Data shown:
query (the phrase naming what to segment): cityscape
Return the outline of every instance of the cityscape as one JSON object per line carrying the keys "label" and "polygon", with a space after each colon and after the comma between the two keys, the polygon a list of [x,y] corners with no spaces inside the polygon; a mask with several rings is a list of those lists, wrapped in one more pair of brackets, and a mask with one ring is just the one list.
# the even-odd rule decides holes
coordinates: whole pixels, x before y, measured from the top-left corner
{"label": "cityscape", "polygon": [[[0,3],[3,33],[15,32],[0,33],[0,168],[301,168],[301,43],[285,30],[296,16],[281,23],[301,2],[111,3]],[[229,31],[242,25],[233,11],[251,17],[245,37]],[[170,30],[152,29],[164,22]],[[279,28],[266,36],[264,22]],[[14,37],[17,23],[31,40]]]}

--

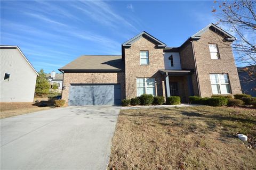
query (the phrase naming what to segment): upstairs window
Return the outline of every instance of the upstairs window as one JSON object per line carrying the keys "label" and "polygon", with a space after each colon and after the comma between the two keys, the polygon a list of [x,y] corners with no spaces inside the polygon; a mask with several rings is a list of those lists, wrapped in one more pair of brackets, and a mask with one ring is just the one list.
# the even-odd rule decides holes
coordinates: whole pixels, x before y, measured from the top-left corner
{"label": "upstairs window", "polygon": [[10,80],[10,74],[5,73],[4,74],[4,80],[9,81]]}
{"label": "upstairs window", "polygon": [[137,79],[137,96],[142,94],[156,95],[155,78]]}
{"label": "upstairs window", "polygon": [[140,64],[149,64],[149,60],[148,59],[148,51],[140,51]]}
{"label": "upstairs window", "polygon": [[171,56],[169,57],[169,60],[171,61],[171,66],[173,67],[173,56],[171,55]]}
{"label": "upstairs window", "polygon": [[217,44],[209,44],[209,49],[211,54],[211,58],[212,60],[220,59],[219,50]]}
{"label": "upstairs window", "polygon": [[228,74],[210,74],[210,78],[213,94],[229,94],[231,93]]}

==

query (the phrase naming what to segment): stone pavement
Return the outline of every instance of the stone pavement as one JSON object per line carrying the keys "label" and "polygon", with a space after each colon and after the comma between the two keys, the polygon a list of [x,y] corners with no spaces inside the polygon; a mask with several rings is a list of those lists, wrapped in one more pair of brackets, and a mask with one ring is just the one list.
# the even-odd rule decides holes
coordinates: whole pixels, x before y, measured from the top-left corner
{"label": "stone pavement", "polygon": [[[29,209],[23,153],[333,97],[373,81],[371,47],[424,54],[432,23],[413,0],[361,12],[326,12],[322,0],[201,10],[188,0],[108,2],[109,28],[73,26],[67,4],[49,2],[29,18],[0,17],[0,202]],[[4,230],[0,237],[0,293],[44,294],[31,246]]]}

What you need to do: Locate every line in the data above that contains the string "query", matching case exactly, and copy each such line.

Correct result:
query (the phrase naming what to segment): cityscape
query (the phrase naming what to segment): upstairs window
query (the phrase naming what to segment): stone pavement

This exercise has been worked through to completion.